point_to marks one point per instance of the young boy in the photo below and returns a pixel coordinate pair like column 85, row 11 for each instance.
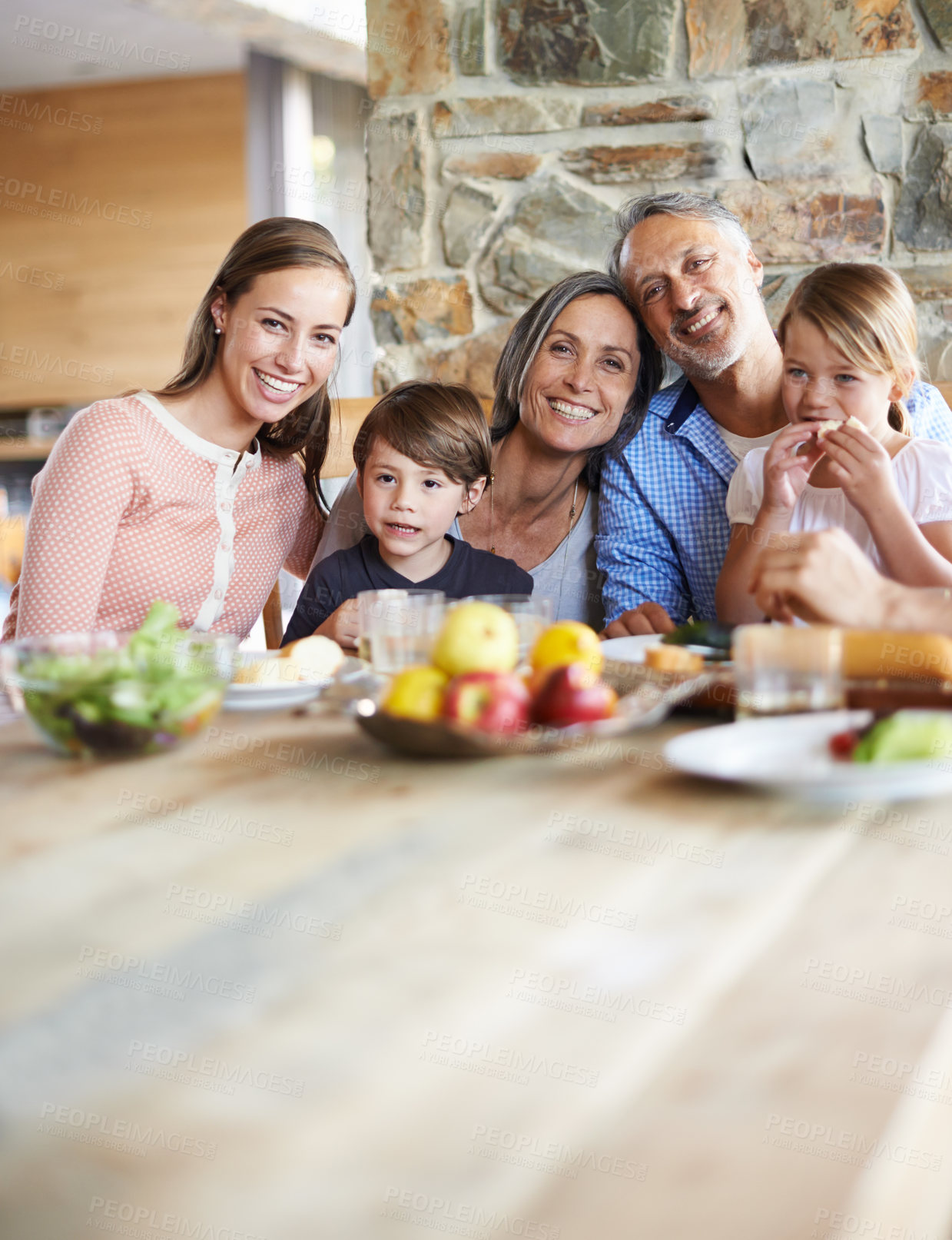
column 423, row 457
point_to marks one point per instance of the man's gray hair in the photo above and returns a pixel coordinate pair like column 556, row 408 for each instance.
column 688, row 206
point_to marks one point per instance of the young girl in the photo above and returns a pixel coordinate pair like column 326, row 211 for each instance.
column 849, row 357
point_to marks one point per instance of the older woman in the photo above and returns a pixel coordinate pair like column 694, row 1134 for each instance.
column 192, row 494
column 572, row 387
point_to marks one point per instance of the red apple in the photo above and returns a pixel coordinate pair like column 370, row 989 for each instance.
column 490, row 701
column 573, row 695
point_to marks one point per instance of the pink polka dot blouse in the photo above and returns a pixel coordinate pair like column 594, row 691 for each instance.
column 133, row 506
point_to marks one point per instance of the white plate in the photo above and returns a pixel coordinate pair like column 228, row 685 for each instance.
column 272, row 697
column 790, row 754
column 630, row 650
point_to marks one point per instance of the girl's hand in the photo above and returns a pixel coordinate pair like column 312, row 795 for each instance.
column 341, row 625
column 785, row 474
column 863, row 467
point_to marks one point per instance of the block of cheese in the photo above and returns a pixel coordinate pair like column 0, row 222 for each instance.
column 873, row 653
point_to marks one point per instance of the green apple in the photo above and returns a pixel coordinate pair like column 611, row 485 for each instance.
column 476, row 637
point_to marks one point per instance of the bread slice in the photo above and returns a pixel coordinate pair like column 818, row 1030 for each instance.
column 673, row 659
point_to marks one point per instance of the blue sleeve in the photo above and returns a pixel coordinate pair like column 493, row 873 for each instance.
column 930, row 414
column 635, row 550
column 320, row 598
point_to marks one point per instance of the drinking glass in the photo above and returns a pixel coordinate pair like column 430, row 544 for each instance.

§ **Task to complete**
An exact copy of the entries, minus the pictures, is what's needed here.

§ **Solution to the problem**
point_to marks one point per instance of the young boy in the photo below and returns a pixel coordinate pair like column 85, row 11 for each instance.
column 423, row 457
point_to marks one point per instance of the man's gray hair in the photo above and returns a pixel coordinate pair like column 556, row 408 for each instance.
column 688, row 206
point_to marks one point per instance of the young girl in the photo above and returns a pixel coordinate pair like column 326, row 211 for each instance.
column 849, row 357
point_to marks one point per instance of the older woman in the photo above and returns a pixel coordinate pair like column 694, row 1134 for each instance.
column 192, row 494
column 572, row 387
point_to marks one point per instance of the red apple in the photo above and returns a pixel coordinate pair like column 370, row 989 for each instance.
column 490, row 701
column 573, row 695
point_to marks one point per instance of the pink polka dot blouse in the photo above and returns a pixel coordinate pair like column 594, row 691 for each instance.
column 133, row 506
point_to marks one point per instance of the white plate in the photo above and returns a pixel coordinate pair like column 228, row 685 for each instance.
column 272, row 697
column 790, row 754
column 630, row 650
point_to marks one point per instance of the girl's hand in the photo above and returns a pixel coordinate pair like column 312, row 795 for each instance.
column 341, row 625
column 785, row 474
column 863, row 467
point_to marks one point per instance of the block of cheese in the photo above and returns a pixel coordinate pair like column 0, row 222 for each instance.
column 873, row 653
point_to marks one point per instance of the green apple in the photo above and returns a pixel coordinate pair like column 611, row 485 for each instance.
column 476, row 637
point_to marks one point per instance of the bread slice in the photo above and returns a pixel coordinate pair like column 818, row 1030 for each instance.
column 673, row 659
point_to marks one point per instance of the blue sleeve in the photo above and returns a pixel coordinate pair like column 493, row 873 for each instance.
column 930, row 414
column 635, row 550
column 320, row 598
point_to marks one point per instance of the drinking glass in the photo above and returns a pixel coordinate pair like column 430, row 544 for each instance.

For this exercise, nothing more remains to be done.